Objective ::
Begin at the line that contains "Query: green shrub" and repeat every line from there to the end of the records below, inclusive, without adding any other line.

Records for this exercise ::
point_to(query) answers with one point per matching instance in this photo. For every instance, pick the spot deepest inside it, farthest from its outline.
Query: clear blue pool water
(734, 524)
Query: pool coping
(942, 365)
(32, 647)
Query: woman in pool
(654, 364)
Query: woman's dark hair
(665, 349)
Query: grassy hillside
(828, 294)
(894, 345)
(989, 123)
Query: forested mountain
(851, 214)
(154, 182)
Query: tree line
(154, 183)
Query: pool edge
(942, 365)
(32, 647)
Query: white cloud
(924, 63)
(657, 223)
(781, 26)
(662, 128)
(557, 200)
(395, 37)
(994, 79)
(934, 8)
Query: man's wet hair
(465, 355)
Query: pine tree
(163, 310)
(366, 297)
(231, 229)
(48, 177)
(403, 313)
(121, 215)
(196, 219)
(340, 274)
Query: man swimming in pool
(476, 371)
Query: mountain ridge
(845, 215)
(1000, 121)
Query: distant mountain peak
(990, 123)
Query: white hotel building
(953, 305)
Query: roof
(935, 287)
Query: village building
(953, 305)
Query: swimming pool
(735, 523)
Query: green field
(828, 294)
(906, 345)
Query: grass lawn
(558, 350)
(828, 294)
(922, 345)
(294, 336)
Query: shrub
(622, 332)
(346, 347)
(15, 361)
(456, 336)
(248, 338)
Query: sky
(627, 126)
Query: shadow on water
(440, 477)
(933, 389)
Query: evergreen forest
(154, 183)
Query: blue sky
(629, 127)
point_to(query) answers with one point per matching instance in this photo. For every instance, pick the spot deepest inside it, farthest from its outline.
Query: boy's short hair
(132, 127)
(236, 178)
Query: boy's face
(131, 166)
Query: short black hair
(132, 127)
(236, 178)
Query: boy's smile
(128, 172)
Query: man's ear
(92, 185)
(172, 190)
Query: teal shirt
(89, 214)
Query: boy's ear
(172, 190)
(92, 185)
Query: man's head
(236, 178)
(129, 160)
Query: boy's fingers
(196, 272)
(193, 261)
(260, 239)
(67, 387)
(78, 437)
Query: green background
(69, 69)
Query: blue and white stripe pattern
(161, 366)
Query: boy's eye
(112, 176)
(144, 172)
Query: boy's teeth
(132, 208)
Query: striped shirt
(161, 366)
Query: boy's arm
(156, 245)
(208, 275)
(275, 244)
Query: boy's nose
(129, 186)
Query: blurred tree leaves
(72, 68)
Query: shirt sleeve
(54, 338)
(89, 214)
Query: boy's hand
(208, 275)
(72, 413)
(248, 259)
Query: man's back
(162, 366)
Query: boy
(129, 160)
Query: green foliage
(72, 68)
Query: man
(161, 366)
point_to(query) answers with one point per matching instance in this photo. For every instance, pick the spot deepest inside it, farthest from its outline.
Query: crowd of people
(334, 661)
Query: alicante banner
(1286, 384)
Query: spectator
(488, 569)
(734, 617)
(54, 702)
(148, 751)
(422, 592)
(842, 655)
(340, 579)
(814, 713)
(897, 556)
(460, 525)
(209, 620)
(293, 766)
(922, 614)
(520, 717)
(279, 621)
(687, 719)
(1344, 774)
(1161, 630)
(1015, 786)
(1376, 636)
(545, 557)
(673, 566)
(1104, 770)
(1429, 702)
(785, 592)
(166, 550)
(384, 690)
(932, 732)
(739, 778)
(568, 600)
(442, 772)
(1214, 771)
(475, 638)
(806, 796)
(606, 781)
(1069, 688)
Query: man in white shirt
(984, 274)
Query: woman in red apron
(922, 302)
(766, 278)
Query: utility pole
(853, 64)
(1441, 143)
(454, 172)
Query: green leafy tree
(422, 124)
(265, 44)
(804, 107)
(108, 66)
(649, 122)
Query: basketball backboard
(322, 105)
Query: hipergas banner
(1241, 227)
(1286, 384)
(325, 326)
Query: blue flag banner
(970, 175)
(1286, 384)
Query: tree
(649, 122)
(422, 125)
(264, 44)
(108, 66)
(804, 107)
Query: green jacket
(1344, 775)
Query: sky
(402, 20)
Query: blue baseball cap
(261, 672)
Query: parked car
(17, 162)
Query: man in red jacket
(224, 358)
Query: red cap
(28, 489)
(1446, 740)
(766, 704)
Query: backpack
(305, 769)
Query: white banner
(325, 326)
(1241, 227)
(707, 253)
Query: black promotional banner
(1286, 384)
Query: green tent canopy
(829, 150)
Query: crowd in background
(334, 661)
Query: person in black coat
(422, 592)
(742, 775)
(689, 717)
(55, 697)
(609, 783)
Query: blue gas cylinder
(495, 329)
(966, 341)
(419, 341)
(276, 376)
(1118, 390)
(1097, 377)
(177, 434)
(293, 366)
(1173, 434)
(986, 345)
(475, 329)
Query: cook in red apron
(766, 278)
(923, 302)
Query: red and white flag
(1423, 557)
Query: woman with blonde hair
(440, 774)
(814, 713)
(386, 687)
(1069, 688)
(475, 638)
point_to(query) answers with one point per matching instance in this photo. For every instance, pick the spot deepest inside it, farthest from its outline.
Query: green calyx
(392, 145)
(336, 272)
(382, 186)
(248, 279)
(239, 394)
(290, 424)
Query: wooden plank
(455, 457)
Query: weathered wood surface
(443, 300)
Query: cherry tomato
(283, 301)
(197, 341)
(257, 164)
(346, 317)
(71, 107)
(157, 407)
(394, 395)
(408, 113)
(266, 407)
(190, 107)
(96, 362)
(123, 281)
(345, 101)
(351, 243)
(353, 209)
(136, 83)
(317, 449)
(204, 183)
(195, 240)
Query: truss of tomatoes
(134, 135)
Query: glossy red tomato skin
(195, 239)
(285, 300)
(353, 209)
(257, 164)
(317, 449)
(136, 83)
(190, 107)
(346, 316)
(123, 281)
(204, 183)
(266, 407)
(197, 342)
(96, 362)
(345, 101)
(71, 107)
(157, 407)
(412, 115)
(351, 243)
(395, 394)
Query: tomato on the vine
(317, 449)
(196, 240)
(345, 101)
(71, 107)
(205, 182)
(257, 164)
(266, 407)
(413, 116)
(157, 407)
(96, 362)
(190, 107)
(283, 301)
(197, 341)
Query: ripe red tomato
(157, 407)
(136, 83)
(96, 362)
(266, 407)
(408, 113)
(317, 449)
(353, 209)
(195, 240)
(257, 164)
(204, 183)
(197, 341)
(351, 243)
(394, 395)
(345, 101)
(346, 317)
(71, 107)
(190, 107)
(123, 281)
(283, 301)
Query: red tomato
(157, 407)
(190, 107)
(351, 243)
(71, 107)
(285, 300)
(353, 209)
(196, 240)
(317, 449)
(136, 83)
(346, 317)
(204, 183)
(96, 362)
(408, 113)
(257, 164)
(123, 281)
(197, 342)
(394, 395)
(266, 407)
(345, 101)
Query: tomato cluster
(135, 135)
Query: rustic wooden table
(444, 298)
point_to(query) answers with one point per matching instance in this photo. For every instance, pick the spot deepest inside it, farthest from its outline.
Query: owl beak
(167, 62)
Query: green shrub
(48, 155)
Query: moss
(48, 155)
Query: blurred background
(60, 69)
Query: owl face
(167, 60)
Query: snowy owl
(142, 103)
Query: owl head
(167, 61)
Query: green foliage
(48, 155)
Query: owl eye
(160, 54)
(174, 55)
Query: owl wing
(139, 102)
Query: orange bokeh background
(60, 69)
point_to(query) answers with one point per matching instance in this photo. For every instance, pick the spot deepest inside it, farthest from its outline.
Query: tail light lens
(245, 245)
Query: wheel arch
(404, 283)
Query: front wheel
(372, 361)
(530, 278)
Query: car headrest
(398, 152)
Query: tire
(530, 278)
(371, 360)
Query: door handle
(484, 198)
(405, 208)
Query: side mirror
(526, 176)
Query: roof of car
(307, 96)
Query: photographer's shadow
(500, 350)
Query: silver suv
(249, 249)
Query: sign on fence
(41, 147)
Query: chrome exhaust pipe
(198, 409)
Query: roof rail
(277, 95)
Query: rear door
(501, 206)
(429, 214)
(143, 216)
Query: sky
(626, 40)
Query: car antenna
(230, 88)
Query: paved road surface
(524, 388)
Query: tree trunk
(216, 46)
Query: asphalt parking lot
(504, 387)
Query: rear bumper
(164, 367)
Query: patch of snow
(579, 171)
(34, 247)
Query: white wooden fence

Task response ::
Query: green shrub
(48, 155)
Query: moss
(48, 155)
Query: blurred background
(60, 69)
Query: owl face
(167, 60)
Query: snowy owl
(142, 103)
Query: owl head
(167, 61)
Query: green foliage
(48, 155)
Query: owl eye
(160, 54)
(174, 55)
Query: owl wing
(139, 102)
Query: orange bokeh background
(60, 69)
point_to(query) answers with one point per matching instance in this photo. For every instance, pick the spot deepest inside it, farthest from its outline.
Query: tail light lens
(245, 245)
Query: wheel arch
(404, 283)
Query: front wheel
(372, 361)
(530, 278)
Query: car headrest
(398, 152)
Query: tire
(530, 278)
(371, 360)
Query: door handle
(484, 198)
(405, 208)
Query: side mirror
(526, 176)
Query: roof of car
(307, 96)
Query: photographer's shadow
(500, 350)
Query: silver suv
(249, 249)
Query: sign on fence
(41, 147)
Query: chrome exhaust pipe
(198, 409)
Query: roof rail
(277, 95)
Query: rear door
(501, 206)
(429, 214)
(143, 216)
Query: sky
(626, 40)
Query: car antenna
(230, 88)
Query: paved road surface
(524, 388)
Query: tree trunk
(216, 46)
Query: asphalt parking lot
(504, 387)
Query: rear bumper
(164, 367)
Query: patch of snow
(579, 171)
(34, 247)
Query: white wooden fence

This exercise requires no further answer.